TASK TO COMPLETE:
Exactly as written and without the pictures, output the entries below.

(Dataset entries)

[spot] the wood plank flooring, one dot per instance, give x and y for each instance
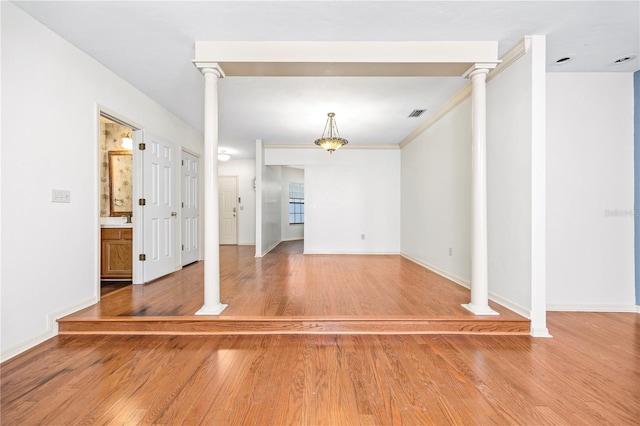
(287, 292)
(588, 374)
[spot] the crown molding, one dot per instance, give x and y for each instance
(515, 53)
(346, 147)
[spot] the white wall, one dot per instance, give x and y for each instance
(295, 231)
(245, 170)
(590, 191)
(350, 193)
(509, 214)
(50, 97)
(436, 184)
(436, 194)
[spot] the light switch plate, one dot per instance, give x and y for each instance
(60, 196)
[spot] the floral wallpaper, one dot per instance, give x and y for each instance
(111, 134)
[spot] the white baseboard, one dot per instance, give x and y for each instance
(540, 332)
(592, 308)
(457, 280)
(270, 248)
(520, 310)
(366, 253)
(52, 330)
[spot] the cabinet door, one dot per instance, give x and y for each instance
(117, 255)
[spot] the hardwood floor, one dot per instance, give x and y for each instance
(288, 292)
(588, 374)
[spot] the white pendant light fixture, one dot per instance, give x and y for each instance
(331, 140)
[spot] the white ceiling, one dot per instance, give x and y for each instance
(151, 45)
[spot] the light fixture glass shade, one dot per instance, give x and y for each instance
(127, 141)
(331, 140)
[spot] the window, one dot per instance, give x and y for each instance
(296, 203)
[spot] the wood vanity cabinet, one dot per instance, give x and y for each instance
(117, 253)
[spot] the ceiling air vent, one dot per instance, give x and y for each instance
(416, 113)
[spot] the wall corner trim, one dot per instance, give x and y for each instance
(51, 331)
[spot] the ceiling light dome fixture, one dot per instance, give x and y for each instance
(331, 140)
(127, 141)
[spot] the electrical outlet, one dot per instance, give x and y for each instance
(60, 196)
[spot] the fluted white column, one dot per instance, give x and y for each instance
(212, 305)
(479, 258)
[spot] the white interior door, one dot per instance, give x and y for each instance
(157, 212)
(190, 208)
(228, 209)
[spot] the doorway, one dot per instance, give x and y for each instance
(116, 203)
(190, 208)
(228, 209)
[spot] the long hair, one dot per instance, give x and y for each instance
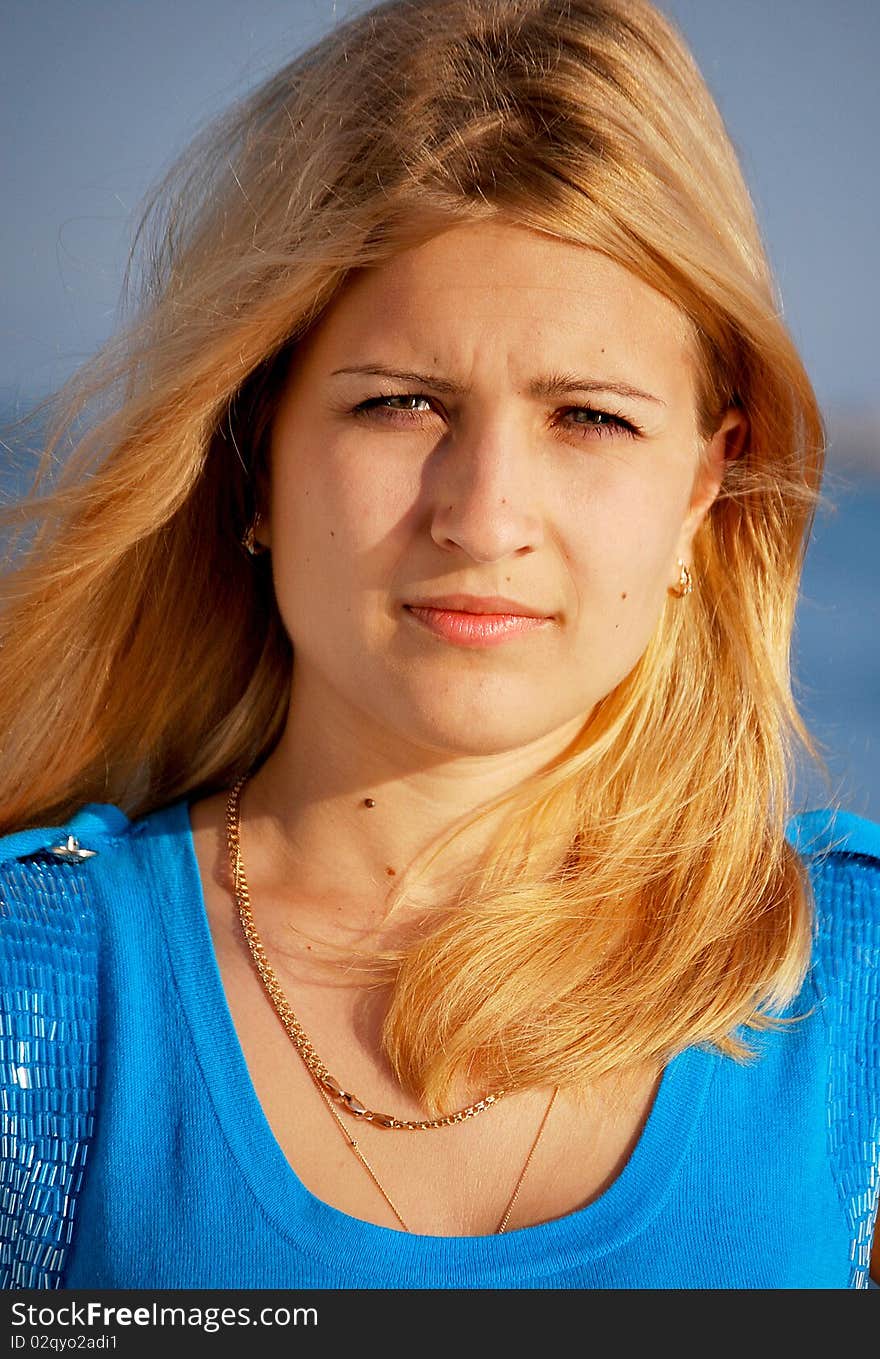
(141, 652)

WRITTEN ANSWER:
[spot] the wood plank flooring, one dot per instance, give x and y for each instance
(287, 292)
(588, 374)
[spot] the crown molding, one dot per instance, give x and y for each instance
(515, 53)
(346, 147)
[spot] the white wall, one dot per instance, give x and y for each instance
(295, 231)
(245, 170)
(590, 191)
(350, 193)
(509, 214)
(50, 97)
(436, 184)
(436, 194)
[spot] the light switch plate, one dot per instance, give x and y for each instance
(60, 196)
[spot] the floral wallpaper, one dot per instance, give x and y for each instance
(111, 134)
[spot] the white baseboard, one dot per instance, give x and y for each instance
(540, 332)
(592, 308)
(457, 280)
(270, 248)
(520, 310)
(366, 253)
(52, 330)
[spot] the cabinet door, one dot per instance, give x and y for each instance
(117, 255)
[spot] the hardwood floor, one dot per instance, give x and y for each instance
(288, 292)
(588, 374)
[spot] the white pendant light fixture, one dot per instance, give x and y for each instance
(331, 140)
[spot] the white ceiling, one dot per instance, give x and y for each instance
(151, 45)
[spot] the light fixture glass shade, one dot per instance, give x and y for each instance
(127, 141)
(331, 140)
[spot] the window, one dot per instance, give x and y for each instance
(296, 203)
[spot] the wood vanity cabinet, one dot per instance, give x and y for each instance
(117, 253)
[spot] the ceiling air vent, one dot per instance, give x and y for each instance
(416, 113)
[spot] the wall corner trim, one dot per instance, give x and y for each instance
(51, 331)
[spot] the ceiling light dome fixture, one dot per instance, give x and y for each instance
(331, 140)
(127, 141)
[spot] the electrical outlet, one dot per instance, give x and y for each instance
(60, 196)
[spot] the fluted white column, one dot per instance, give x and y for each instance
(212, 305)
(479, 258)
[spot] the white interior door, one dot per instance, give x and y for each instance
(157, 212)
(190, 208)
(228, 209)
[spot] the doorway, one dot per instance, give x and y for each instance
(116, 203)
(190, 208)
(228, 209)
[spot] the long hair, one dot per instance, give x and y for each instance
(141, 652)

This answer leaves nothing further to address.